----- Supplied records

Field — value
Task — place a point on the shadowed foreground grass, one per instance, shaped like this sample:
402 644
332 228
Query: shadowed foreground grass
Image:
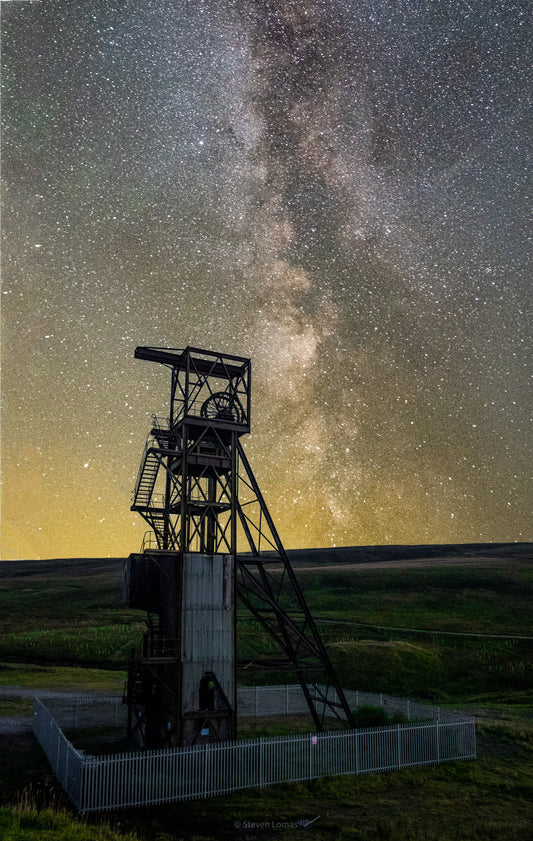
486 800
490 799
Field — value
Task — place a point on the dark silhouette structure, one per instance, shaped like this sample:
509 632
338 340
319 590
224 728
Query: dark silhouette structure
212 542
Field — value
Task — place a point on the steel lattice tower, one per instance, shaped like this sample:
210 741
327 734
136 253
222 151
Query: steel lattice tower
212 543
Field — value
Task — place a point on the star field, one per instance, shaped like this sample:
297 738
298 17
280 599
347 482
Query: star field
337 189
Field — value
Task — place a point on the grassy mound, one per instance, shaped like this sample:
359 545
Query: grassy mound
396 667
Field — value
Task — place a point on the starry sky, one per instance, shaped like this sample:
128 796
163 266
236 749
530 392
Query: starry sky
334 188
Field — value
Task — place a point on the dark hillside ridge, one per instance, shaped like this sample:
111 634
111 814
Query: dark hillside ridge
83 567
373 554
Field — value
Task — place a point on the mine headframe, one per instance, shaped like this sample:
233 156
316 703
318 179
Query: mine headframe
197 491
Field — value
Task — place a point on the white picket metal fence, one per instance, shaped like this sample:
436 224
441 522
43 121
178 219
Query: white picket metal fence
144 778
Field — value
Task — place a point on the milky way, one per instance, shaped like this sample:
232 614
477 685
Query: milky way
337 189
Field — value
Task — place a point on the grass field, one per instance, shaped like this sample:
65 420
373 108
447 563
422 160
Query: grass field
399 629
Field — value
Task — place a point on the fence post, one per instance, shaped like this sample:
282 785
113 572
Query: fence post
399 747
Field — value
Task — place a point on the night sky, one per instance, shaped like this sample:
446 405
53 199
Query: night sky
335 188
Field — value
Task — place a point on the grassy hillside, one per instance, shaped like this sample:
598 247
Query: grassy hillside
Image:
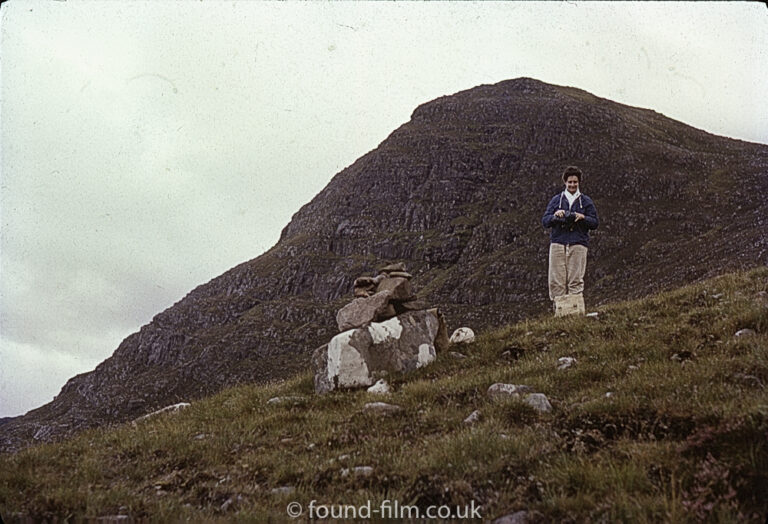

----------

Using the records above, output an exact copy without any pictures.

Field — value
Task — place a point on the shadowed foreground grass, one per instance, shaped like this sample:
402 644
332 228
Query: shadowed foreground grass
Image:
486 800
490 799
Field — value
Task — place a point on the dark silhouette structure, one per instance, shaped like this sample:
509 632
338 340
319 590
224 728
Query: dark silhouette structure
212 542
Field — value
Task — place a point on the steel lattice tower, one per instance, shaped like this sample:
210 741
327 734
136 253
222 151
Query: steel lattice tower
212 543
Field — value
Task — place a point on the star field, one per instance, shaped like this sample:
297 738
298 17
280 599
347 482
Query: star field
337 189
Field — value
Task — place a point on the grassy mound, one per instance, shaped like this sample:
359 545
Query: grassy mound
396 667
Field — value
Task — place a point on the starry sky, one per instance, shaped like this sample:
128 796
163 266
236 749
530 392
Query: starry sky
334 188
Field — value
Task — place a point on the dark hillside ridge, one per instance, shaped like this sample:
111 634
111 814
Query: dark hillside ridge
83 567
373 554
Field — value
Task — place a point on the mine headframe, one per instance, shaped like this sample:
233 156
316 703
318 179
Query: mine headframe
197 491
Field — value
Task — place a point on the white picket metal fence, one per instance, shaped like this sample:
436 224
441 522
43 121
178 219
Query: white picket metal fence
144 778
Field — value
Task — place a point on the milky way, one per instance, shaped like this sample:
232 614
477 685
Query: milky way
337 189
Field — value
Task — place a point on the grass field, one per instance, shaped like this sample:
65 420
373 108
447 563
422 160
Query: grass field
399 629
Field — value
Task — place a point on the fence post, one per instance, shaped like this sample:
282 785
113 572
Query: fence post
399 747
Field — value
Task — place a point on the night sky, one per instance, shaped like this sample:
446 405
53 199
Query: night sky
335 188
Field — value
Task — place a point on the grassy hillside, one per instance, shaped like this sample:
598 247
Query: grassy hillside
Image:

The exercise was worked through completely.